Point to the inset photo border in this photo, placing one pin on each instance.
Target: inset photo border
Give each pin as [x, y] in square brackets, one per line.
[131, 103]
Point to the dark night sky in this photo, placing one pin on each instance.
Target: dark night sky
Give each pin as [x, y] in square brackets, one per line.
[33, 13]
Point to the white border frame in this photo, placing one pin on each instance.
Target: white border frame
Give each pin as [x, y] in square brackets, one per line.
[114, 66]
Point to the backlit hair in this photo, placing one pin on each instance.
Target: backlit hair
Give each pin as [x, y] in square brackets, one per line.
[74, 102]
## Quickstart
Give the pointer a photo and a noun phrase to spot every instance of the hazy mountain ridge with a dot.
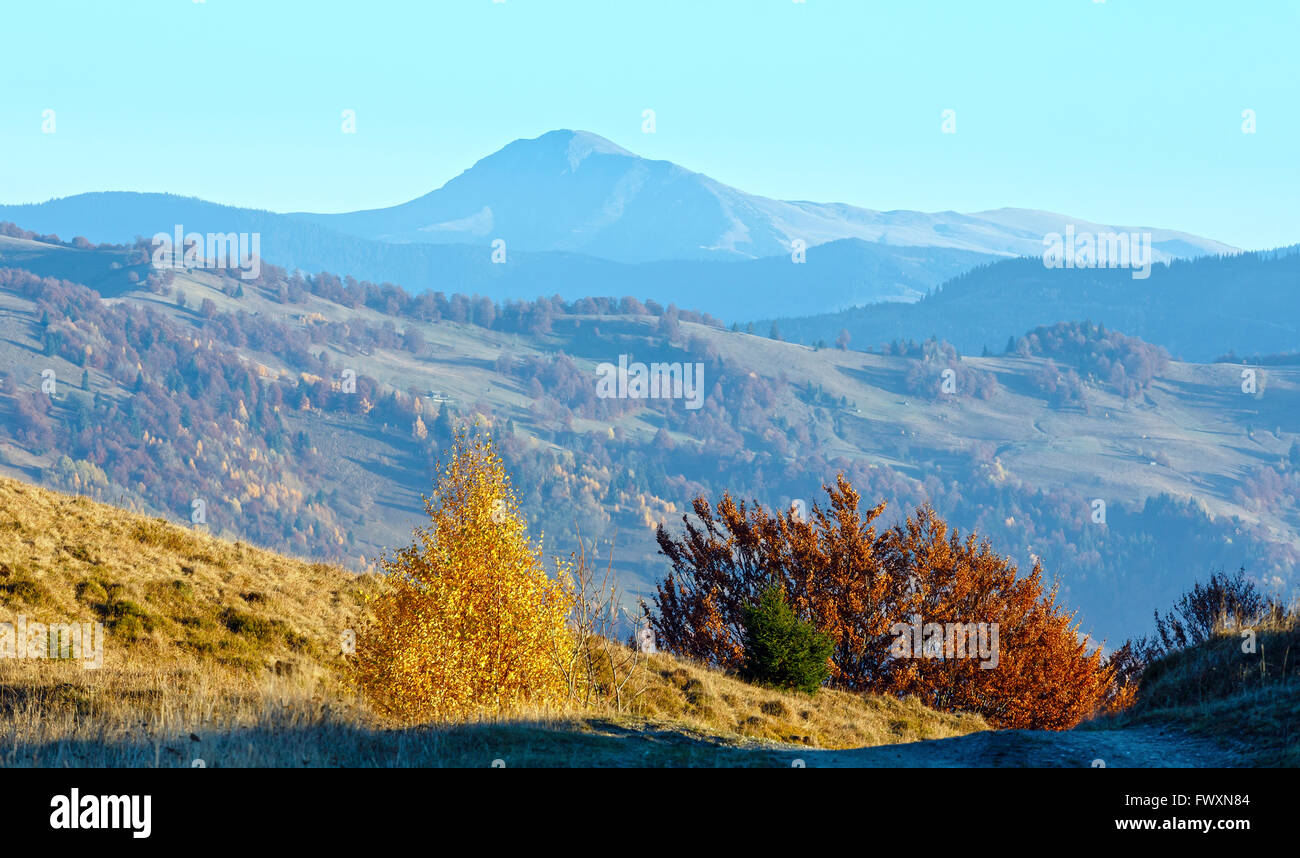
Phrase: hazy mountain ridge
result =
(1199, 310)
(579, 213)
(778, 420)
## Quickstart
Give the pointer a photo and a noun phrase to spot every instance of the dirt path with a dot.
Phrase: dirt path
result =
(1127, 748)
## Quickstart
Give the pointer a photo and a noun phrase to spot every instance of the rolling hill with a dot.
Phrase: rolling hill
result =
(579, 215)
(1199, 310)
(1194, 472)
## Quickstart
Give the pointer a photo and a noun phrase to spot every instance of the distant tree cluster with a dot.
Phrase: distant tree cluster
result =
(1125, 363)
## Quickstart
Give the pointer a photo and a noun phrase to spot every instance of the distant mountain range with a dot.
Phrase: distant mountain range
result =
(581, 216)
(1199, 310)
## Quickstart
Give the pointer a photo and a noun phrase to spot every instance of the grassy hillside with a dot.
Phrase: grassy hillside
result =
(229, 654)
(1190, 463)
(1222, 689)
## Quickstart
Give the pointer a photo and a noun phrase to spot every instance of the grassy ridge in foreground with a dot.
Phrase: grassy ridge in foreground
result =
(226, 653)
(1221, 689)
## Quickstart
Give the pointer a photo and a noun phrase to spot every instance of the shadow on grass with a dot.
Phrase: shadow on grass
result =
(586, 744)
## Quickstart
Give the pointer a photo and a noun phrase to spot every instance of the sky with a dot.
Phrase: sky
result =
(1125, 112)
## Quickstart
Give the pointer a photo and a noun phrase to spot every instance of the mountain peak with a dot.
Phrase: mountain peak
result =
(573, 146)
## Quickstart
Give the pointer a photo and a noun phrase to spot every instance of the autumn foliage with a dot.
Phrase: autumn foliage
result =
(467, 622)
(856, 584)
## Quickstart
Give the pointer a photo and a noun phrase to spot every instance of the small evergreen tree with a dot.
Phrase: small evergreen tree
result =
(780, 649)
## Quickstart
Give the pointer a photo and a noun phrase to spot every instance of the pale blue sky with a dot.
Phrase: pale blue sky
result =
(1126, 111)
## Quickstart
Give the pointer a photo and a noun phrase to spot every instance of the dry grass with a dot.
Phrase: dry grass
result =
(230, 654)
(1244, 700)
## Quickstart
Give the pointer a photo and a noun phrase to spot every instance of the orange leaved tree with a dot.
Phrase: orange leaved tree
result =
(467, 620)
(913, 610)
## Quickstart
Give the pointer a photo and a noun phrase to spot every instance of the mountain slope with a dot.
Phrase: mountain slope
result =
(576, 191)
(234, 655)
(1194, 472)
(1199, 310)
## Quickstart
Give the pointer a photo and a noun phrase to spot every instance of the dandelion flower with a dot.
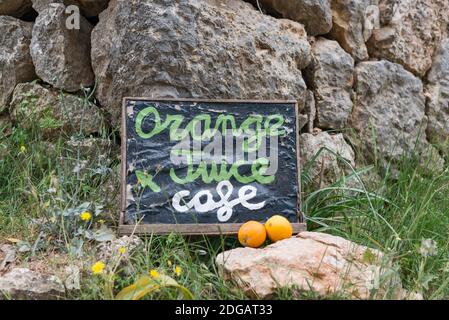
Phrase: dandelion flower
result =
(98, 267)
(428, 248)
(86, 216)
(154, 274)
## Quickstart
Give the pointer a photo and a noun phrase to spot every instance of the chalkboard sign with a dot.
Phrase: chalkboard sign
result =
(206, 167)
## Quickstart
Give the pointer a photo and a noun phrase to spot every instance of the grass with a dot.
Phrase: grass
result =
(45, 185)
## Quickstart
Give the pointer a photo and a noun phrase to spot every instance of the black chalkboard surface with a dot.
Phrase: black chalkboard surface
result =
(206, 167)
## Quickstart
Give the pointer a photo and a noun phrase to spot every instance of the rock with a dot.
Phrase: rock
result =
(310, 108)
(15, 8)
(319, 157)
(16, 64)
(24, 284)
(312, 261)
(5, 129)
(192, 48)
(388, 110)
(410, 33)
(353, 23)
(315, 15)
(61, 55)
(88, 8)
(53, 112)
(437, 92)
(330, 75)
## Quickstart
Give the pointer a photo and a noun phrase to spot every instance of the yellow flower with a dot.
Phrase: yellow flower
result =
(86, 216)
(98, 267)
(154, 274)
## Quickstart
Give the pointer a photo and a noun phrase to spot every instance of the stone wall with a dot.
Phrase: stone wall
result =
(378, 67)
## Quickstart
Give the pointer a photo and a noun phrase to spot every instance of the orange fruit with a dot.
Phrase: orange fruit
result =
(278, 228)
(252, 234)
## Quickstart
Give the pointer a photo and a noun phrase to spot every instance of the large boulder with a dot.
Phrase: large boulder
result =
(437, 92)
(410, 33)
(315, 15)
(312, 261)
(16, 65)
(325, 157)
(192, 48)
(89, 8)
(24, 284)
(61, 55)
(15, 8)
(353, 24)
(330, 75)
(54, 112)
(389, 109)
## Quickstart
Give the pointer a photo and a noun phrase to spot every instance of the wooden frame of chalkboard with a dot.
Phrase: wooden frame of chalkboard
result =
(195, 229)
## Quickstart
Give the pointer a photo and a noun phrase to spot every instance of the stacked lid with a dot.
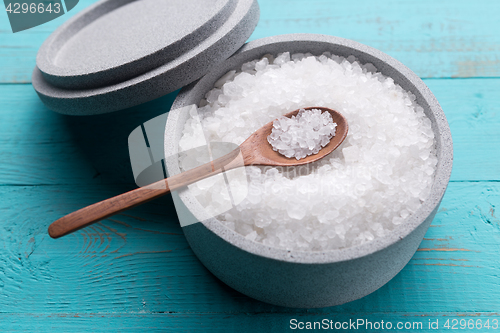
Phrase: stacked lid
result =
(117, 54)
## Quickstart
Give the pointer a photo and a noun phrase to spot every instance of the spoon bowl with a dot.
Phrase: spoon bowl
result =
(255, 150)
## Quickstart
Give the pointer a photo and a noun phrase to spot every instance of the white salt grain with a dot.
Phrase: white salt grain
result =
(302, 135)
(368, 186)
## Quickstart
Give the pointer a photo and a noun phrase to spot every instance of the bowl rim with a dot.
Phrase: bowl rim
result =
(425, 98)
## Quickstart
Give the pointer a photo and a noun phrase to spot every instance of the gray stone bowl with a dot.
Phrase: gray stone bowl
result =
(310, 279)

★ ★ ★ ★ ★

STATED GOAL:
Quote the full listing above word for word; exclude every picture from the copy.

WRITTEN RESPONSE:
Point to the inset photo border in this photo, placing one pin on each instance.
Target: inset photo border
Give each pin as [x, y] in square brackets, one per line.
[131, 103]
Point to the dark night sky in this photo, placing one pin on each instance.
Target: dark night sky
Give each pin as [x, y] in square brackets, one per line.
[33, 13]
Point to the white border frame in this photo, placing one pin on each instance.
Target: white border frame
Give each pin as [x, y] in square brackets, one per line.
[114, 66]
Point to the backlit hair in this photo, placing one pin on each instance.
Target: backlit hair
Give each pin as [x, y] in square brackets, one per line.
[74, 102]
## Quickstart
Give the pointer a photo and a noun phrase to spot every instance of the hazy mountain ridge with a dot.
Phrase: hazy mountain ridge
result =
(1199, 310)
(579, 213)
(778, 420)
## Quickstart
Give the pointer a photo and a noun phrase to spot every instance of the dirt path with a dot.
Phrase: dirt path
result =
(1127, 748)
## Quickstart
Give the pointer a photo and a noun phrase to spot every instance of the rolling hill with a dot.
Phrase: rolling hill
result =
(579, 215)
(1199, 310)
(1194, 472)
## Quickstart
Give the pointer a photo and a noun phrase to spot every instance of the distant tree cluster with a dot.
Phrase: distant tree cluster
result =
(1125, 363)
## Quickstart
Give the pointer a photo and a noun phrase to spot every instance of the distant mountain range with a dot.
Phrase: distant mountain range
result =
(581, 216)
(1199, 310)
## Quickstart
Give the pointer a photo and a noun phrase to spot every instance of the grassy hillside with a dot.
Phrase: grassy hillside
result =
(229, 654)
(1190, 463)
(1222, 689)
## Quickstart
Give the pointer a photo and a noun phrase to spot every instance of the grassy ridge in foreground with a dot.
Phrase: grassy ridge in foreground
result =
(226, 653)
(1221, 689)
## Quickstart
Give the pointer a photo and a noun phrase to spot every instance of the shadow on grass with a dot.
Phrase: shadow on grass
result =
(586, 744)
## Quickstart
Give the pointer a photo and a noun phrase to spot every instance of the sky with a dot.
Phrase: sky
result =
(1125, 112)
## Quickstart
Give the pointer a photo and a noun phrase to spot every instance of the mountain peak with a dot.
Phrase: mountain peak
result =
(573, 146)
## Quickstart
Give the pointer a photo and a noun phrase to spot every instance of the autumn foliage with a dot.
Phrase: autumn foliage
result =
(467, 622)
(856, 584)
## Quickstart
Give the pointer a photo and a noun phrase to spot every instance of the small evergreen tree with a dot.
Phrase: small evergreen tree
result =
(780, 649)
## Quickstart
Give the pointer a photo and a noun phrase to spot every instance of the pale blue sky with a dot.
Phrase: pale blue sky
result =
(1126, 111)
## Quickstart
Give the pointer a photo and a noun phrase to spot every instance of the dry grass with a dot.
Phrase: dry grass
result =
(230, 654)
(1244, 700)
## Quickstart
Give the pointer a photo and a noun phrase to spot every instance of the orange leaved tree with a dot.
Phrase: orange leaved tree
result =
(467, 620)
(913, 610)
## Quickstart
Give the pointer a photo and a noun phrase to spot every instance of the mountain slope with a dot.
Phrase: mountain slope
result =
(576, 191)
(234, 655)
(1194, 472)
(1199, 310)
## Quickstart
Give the pointer a photo and a noun phrase to spot every instance of the dandelion flower with a dot.
Phrase: dandelion flower
result =
(98, 267)
(428, 248)
(86, 216)
(154, 274)
## Quickstart
Give the pointer a photo and a noun phrase to spot every instance of the chalkboard sign with a dot.
Phrase: chalkboard sign
result =
(206, 167)
## Quickstart
Give the pointer a photo and a noun phrase to spot every instance of the grass with a dot.
Phrase: grass
result =
(45, 185)
## Quickstart
Give the pointer a photo and a noun phrase to spot every instance of the black chalkboard surface with a dot.
Phrase: black chalkboard surface
result =
(206, 167)
## Quickstart
Give the pointer a photo and a noun phrase to spot every instance of the rock with a dot.
Phrase: rock
result =
(310, 108)
(15, 8)
(319, 157)
(16, 64)
(24, 284)
(312, 261)
(5, 129)
(192, 48)
(388, 110)
(410, 33)
(353, 23)
(315, 15)
(61, 55)
(88, 8)
(53, 112)
(437, 92)
(330, 75)
## Quickstart
Give the pointer a photo and a noun phrase to spot every instance of the yellow flower with a dot.
Phrase: yellow flower
result =
(86, 216)
(98, 267)
(154, 274)
## Quickstart
Give the pointer a photo and a noun phrase to spot every instance of the stone wall with a dot.
Phrase: stone wall
result =
(378, 67)
## Quickstart
Give the pointer a photo and a noun phrase to spot every instance of the orange fruit with a dot.
Phrase: orange fruit
result =
(278, 228)
(252, 234)
## Quickstart
Give the pointer a photo and a noun phrase to spot every instance of the large boulder with a dot.
Phrase: large boulder
result =
(437, 92)
(410, 33)
(315, 15)
(312, 261)
(16, 65)
(325, 157)
(192, 48)
(89, 8)
(24, 284)
(61, 55)
(15, 8)
(353, 24)
(330, 75)
(54, 112)
(389, 109)
## Quickstart
Give the pointer a photo and a noun phrase to spot every instance of the wooden frame of chalkboard with a dot.
Phrase: wooden frame of chalkboard
result =
(195, 229)
## Quickstart
Give the pointer a photo and a noun phrase to spot every instance of the stacked lid with a dot.
Phrase: stacked lid
result =
(117, 54)
## Quickstart
Give the pointer a photo and a noun phrase to spot every instance of the spoon bowl with a dot.
Phrase: spoon bowl
result =
(255, 150)
## Quickstart
Give the pointer a photo and a noun phrase to spot every instance of the white salt grain with a dot.
Phrase: white salt grain
result =
(302, 135)
(368, 186)
## Quickstart
Give the pointer a photo and a noun phrase to spot every instance of the bowl rim with a dot.
Phrase: bowl rim
result =
(425, 98)
## Quickstart
Give the pointer a photo and a noun phrase to spot every instance of the gray stone bowl with a dot.
Phrase: gray stone bowl
result =
(310, 279)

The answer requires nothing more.